> **TASK GOAL**
Repeat the entries exactly but omit the pictures.

> **GIVEN DATA**

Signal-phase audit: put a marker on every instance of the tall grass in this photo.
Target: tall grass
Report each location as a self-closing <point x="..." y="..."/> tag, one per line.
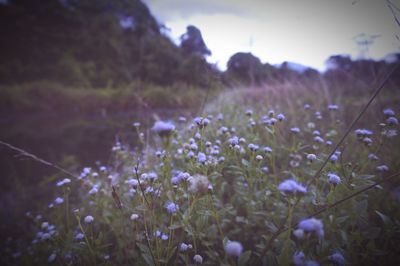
<point x="230" y="188"/>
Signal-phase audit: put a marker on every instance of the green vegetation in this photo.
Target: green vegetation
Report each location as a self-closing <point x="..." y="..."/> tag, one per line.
<point x="235" y="186"/>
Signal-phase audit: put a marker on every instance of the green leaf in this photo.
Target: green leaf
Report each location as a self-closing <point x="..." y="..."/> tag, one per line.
<point x="386" y="219"/>
<point x="372" y="233"/>
<point x="175" y="226"/>
<point x="244" y="258"/>
<point x="362" y="207"/>
<point x="146" y="254"/>
<point x="285" y="257"/>
<point x="245" y="162"/>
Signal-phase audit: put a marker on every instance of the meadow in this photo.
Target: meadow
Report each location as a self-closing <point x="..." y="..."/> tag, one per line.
<point x="254" y="179"/>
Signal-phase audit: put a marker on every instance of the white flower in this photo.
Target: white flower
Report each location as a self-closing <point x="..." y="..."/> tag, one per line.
<point x="298" y="258"/>
<point x="281" y="117"/>
<point x="132" y="182"/>
<point x="198" y="183"/>
<point x="183" y="247"/>
<point x="163" y="128"/>
<point x="44" y="225"/>
<point x="198" y="259"/>
<point x="311" y="157"/>
<point x="253" y="147"/>
<point x="201" y="158"/>
<point x="63" y="182"/>
<point x="312" y="225"/>
<point x="171" y="207"/>
<point x="382" y="168"/>
<point x="233" y="141"/>
<point x="295" y="130"/>
<point x="45" y="236"/>
<point x="93" y="191"/>
<point x="79" y="236"/>
<point x="332" y="107"/>
<point x="51" y="258"/>
<point x="392" y="121"/>
<point x="134" y="217"/>
<point x="333" y="178"/>
<point x="298" y="233"/>
<point x="267" y="149"/>
<point x="388" y="112"/>
<point x="338" y="258"/>
<point x="59" y="200"/>
<point x="233" y="248"/>
<point x="89" y="219"/>
<point x="291" y="186"/>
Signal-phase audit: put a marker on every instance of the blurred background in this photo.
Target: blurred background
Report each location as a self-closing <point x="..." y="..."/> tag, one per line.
<point x="76" y="74"/>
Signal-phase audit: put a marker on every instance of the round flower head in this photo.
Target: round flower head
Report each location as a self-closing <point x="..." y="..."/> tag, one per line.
<point x="295" y="130"/>
<point x="333" y="179"/>
<point x="234" y="141"/>
<point x="89" y="219"/>
<point x="337" y="258"/>
<point x="198" y="259"/>
<point x="291" y="186"/>
<point x="183" y="247"/>
<point x="382" y="168"/>
<point x="51" y="258"/>
<point x="233" y="248"/>
<point x="134" y="217"/>
<point x="201" y="158"/>
<point x="388" y="112"/>
<point x="267" y="149"/>
<point x="281" y="117"/>
<point x="311" y="263"/>
<point x="392" y="121"/>
<point x="59" y="200"/>
<point x="298" y="258"/>
<point x="311" y="157"/>
<point x="198" y="183"/>
<point x="171" y="207"/>
<point x="253" y="147"/>
<point x="163" y="128"/>
<point x="312" y="225"/>
<point x="332" y="107"/>
<point x="372" y="157"/>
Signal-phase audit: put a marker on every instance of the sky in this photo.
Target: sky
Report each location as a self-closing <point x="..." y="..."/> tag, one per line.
<point x="300" y="31"/>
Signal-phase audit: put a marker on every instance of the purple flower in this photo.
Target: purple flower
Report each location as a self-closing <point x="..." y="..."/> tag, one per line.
<point x="291" y="186"/>
<point x="171" y="207"/>
<point x="312" y="225"/>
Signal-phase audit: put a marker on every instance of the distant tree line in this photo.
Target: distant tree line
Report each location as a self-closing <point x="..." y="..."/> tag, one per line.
<point x="95" y="43"/>
<point x="247" y="69"/>
<point x="110" y="43"/>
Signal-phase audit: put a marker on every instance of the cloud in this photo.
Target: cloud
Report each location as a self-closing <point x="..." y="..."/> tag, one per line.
<point x="306" y="31"/>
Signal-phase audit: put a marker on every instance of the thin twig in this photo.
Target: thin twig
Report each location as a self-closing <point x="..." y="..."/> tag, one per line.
<point x="36" y="158"/>
<point x="282" y="229"/>
<point x="148" y="206"/>
<point x="349" y="129"/>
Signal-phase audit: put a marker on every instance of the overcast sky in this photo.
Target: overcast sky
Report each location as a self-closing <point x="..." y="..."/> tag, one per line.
<point x="302" y="31"/>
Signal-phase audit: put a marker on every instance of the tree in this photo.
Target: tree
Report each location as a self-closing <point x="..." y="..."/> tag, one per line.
<point x="246" y="68"/>
<point x="192" y="42"/>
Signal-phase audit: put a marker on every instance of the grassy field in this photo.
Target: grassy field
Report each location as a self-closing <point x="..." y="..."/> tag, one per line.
<point x="238" y="185"/>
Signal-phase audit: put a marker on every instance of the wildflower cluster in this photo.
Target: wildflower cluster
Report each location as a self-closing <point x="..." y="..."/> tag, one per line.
<point x="237" y="187"/>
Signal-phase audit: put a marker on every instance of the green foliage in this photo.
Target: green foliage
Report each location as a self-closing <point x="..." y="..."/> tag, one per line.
<point x="90" y="43"/>
<point x="236" y="198"/>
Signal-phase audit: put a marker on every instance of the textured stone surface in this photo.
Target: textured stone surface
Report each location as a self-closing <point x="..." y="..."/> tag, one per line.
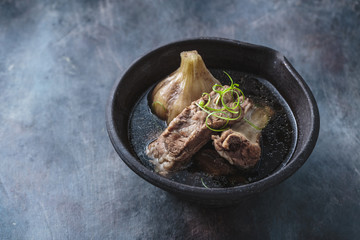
<point x="59" y="175"/>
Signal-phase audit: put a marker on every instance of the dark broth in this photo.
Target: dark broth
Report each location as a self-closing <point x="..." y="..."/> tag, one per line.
<point x="277" y="140"/>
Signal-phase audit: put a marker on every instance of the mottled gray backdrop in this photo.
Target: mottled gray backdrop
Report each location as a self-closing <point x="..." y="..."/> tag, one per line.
<point x="59" y="175"/>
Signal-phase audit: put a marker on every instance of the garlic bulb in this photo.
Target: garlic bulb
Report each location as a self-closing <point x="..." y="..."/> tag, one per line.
<point x="182" y="87"/>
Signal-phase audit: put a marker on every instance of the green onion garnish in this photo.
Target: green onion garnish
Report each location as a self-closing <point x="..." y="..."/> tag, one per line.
<point x="225" y="109"/>
<point x="202" y="181"/>
<point x="219" y="89"/>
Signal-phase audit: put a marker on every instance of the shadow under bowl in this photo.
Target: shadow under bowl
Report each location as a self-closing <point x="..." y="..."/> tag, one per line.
<point x="221" y="54"/>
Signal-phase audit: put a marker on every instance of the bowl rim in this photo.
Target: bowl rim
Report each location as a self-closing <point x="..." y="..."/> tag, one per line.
<point x="241" y="190"/>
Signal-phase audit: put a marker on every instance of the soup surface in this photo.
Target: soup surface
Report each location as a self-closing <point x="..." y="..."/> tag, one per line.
<point x="277" y="140"/>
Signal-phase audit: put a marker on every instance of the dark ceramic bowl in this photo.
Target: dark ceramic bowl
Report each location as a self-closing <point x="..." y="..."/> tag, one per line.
<point x="221" y="54"/>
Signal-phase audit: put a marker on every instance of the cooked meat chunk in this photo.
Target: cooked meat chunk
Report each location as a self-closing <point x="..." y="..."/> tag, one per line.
<point x="237" y="149"/>
<point x="186" y="134"/>
<point x="240" y="144"/>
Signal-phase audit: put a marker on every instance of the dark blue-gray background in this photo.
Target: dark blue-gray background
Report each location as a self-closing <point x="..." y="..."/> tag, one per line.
<point x="59" y="175"/>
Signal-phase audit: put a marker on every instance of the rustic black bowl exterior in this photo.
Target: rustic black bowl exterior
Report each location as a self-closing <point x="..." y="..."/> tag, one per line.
<point x="223" y="54"/>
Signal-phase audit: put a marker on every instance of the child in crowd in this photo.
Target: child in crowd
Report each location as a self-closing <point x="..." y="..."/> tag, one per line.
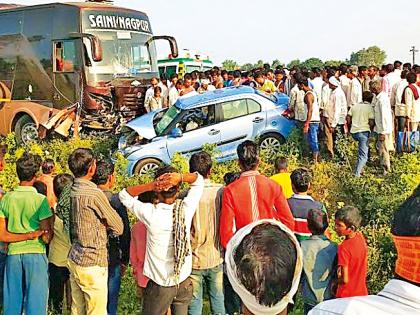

> **ANSWER SECTION**
Signal-phase audit: put a marker on every instance of the tall grass in this photo.
Target: tall grass
Report each location as a self-closing <point x="..." y="..."/> tag, one per line.
<point x="230" y="188"/>
Signal-phase audit: put a marker on every instance of the green vegetation in this photo.
Target: green vegetation
Report each location as a self-closing <point x="..." y="..."/> tag, one per line.
<point x="235" y="186"/>
Signal-phase audit: put a marker on every instance of the green leaf in this photo.
Target: green leaf
Report each location as a self-closing <point x="..." y="..."/> tag, one per line.
<point x="386" y="219"/>
<point x="372" y="233"/>
<point x="175" y="226"/>
<point x="244" y="258"/>
<point x="362" y="207"/>
<point x="146" y="254"/>
<point x="285" y="257"/>
<point x="245" y="162"/>
Signal-phase audit: put a marker on every instance of the meadow in this photo.
Target: meadow
Report each location as a self-closing <point x="..." y="..."/> tag, one per line.
<point x="254" y="179"/>
Signal-phase audit: put a marker on every instance of the white flower in this photo.
Target: white flower
Report each location as a self-closing <point x="..." y="..."/> tag, one per line.
<point x="298" y="258"/>
<point x="281" y="117"/>
<point x="132" y="182"/>
<point x="198" y="183"/>
<point x="183" y="247"/>
<point x="163" y="128"/>
<point x="44" y="225"/>
<point x="198" y="259"/>
<point x="311" y="157"/>
<point x="253" y="147"/>
<point x="201" y="158"/>
<point x="63" y="182"/>
<point x="312" y="225"/>
<point x="171" y="207"/>
<point x="382" y="168"/>
<point x="233" y="141"/>
<point x="295" y="130"/>
<point x="45" y="236"/>
<point x="93" y="191"/>
<point x="79" y="236"/>
<point x="332" y="107"/>
<point x="51" y="258"/>
<point x="392" y="121"/>
<point x="134" y="217"/>
<point x="333" y="178"/>
<point x="298" y="233"/>
<point x="267" y="149"/>
<point x="388" y="112"/>
<point x="338" y="258"/>
<point x="59" y="200"/>
<point x="233" y="248"/>
<point x="89" y="219"/>
<point x="291" y="186"/>
Signal-phase audit: put a marker on every instance of the blurred background in this photo.
Target: blurred background
Report each location as a self-closing <point x="..." y="..."/> tag, one per line.
<point x="76" y="74"/>
Signal-phase audit: put a marker on every instance of the round flower head in this photo.
Target: round flower head
Report each location as a self-closing <point x="..." y="..."/> tag, one per line.
<point x="295" y="130"/>
<point x="333" y="179"/>
<point x="234" y="141"/>
<point x="89" y="219"/>
<point x="337" y="258"/>
<point x="198" y="259"/>
<point x="291" y="186"/>
<point x="183" y="247"/>
<point x="382" y="168"/>
<point x="51" y="258"/>
<point x="233" y="248"/>
<point x="134" y="217"/>
<point x="201" y="158"/>
<point x="388" y="112"/>
<point x="267" y="149"/>
<point x="281" y="117"/>
<point x="311" y="263"/>
<point x="392" y="121"/>
<point x="59" y="200"/>
<point x="298" y="258"/>
<point x="311" y="157"/>
<point x="198" y="183"/>
<point x="171" y="207"/>
<point x="253" y="147"/>
<point x="163" y="128"/>
<point x="312" y="225"/>
<point x="332" y="107"/>
<point x="372" y="157"/>
Signal-phase audit: put a marker on every instance of the sky in this photo.
Target: sky
Report each location as a self-closing <point x="..." y="..."/> tag, one per line.
<point x="300" y="31"/>
Signal-phase audit: put a marker on every instance of the purple flower in this photo.
Target: purple flower
Report each location as a self-closing <point x="..." y="..."/> tag, one per line.
<point x="291" y="186"/>
<point x="171" y="207"/>
<point x="312" y="225"/>
Signal-phase audit: put a marker on every instance of the distant tree line in this photo.
Target: distant tree line
Report each location as a self-closing <point x="..." y="..."/> tag, one per line.
<point x="95" y="43"/>
<point x="247" y="69"/>
<point x="110" y="43"/>
Signal-phase audit: put a marker on every instance of the cloud in this photo.
Target: cloud
Report each location as a self-closing <point x="..." y="..."/> tag, one per line.
<point x="306" y="31"/>
Signal-phase audit: put a marker on every instance of the thin twig in this photo.
Target: thin twig
Report each location as a self-closing <point x="..." y="..."/> tag, one per line.
<point x="36" y="158"/>
<point x="282" y="229"/>
<point x="148" y="206"/>
<point x="349" y="129"/>
Signal-phase audit: put a marker on every instance of the overcast sky in this photo.
Target: overcast sky
Report each location as a self-closing <point x="..." y="..."/> tag, one per line.
<point x="302" y="31"/>
Signal-phase audit: put a marker on every instance of the tree in this photo.
Target: tree
Report each location as a self-closing <point x="..." y="..."/> tag, one per line.
<point x="246" y="68"/>
<point x="192" y="42"/>
Signal-phase audit: put a marker on every instance of the grassy field in this photo.
Target: grassy field
Report each location as a self-closing <point x="..." y="..."/> tag, one per line.
<point x="238" y="185"/>
Signal-phase audit: put a marker on every instance of the wildflower cluster in this photo.
Target: wildflower cluster
Report each location as a self-closing <point x="..." y="..."/> tag, one per line.
<point x="237" y="187"/>
Signal-phase audit: put a marker on every instance of the green foliage in this photo.
Target: green foliage
Report each location as a self-closing <point x="..." y="..."/> tag, one per line.
<point x="90" y="43"/>
<point x="236" y="198"/>
Signal-phase audit: put a marker on every instance of the textured stone surface in this photo.
Target: textured stone surface
Report each location as a self-closing <point x="..." y="..."/> tag, one per line.
<point x="59" y="175"/>
Signal-phase audit: put a marker on every instance of the dark broth in this photo.
Target: dark broth
Report each location as a self-closing <point x="..." y="..."/> tag, one per line.
<point x="277" y="140"/>
Signal-phase audit: put a marker on every instance of the mottled gray backdrop in this photo.
Target: mottled gray backdrop
Report each location as a self-closing <point x="..." y="..."/> tag, one per line.
<point x="59" y="175"/>
Signal-phase audit: put a marker on every instance of the garlic bulb in this photo.
Target: garlic bulb
Report each location as a self-closing <point x="..." y="..."/> tag, one per line.
<point x="182" y="87"/>
Signal-phase audit: put a marker on every instance of the green onion garnish in this photo.
Target: green onion garnish
Report each location as a self-closing <point x="..." y="..."/> tag, one per line.
<point x="225" y="109"/>
<point x="202" y="181"/>
<point x="219" y="89"/>
Signal-phase audit: put a marker on every instance of the shadow under bowl in this photo.
Target: shadow under bowl
Report each location as a self-closing <point x="..." y="..."/> tag, one per line.
<point x="221" y="54"/>
Signal-phase audit: put a marker on every instance of the bowl rim in this photo.
Target: bowl rim
Report each location as a self-closing <point x="..." y="..."/> tag, one per line.
<point x="241" y="190"/>
Signal-phase audit: put a marker on every instance of the soup surface in this photo.
Target: soup surface
Report each location as a self-closing <point x="..." y="..."/> tag, one per line.
<point x="277" y="140"/>
Signal-phase audit: put a marker on every instance of the dark ceramic bowl in this photo.
Target: dark ceramic bowl
Report each location as a self-closing <point x="..." y="..."/> tag, one per line.
<point x="221" y="54"/>
Signal-phase audit: put a marker on every instance of the cooked meat chunk in this photo.
Target: cooked meat chunk
Report each location as a self-closing <point x="..." y="..."/> tag, one per line.
<point x="237" y="149"/>
<point x="186" y="134"/>
<point x="240" y="144"/>
Signal-phase audit: put a marker on every instance of the dark blue-gray background in this photo.
Target: dark blue-gray background
Report each location as a self-closing <point x="..." y="..."/> tag, one per line.
<point x="59" y="175"/>
Signal-phase audit: put a marker on every instance of the rustic black bowl exterior in this photo.
Target: rustic black bowl exterior
Report each location as a self-closing <point x="..." y="..."/> tag, one per line.
<point x="223" y="54"/>
Signal-phase audit: put a marker on every instance of the child in crowd in this photo.
Target: child in crowd
Report each location as a self-closing <point x="..." y="..."/> tag, one per line.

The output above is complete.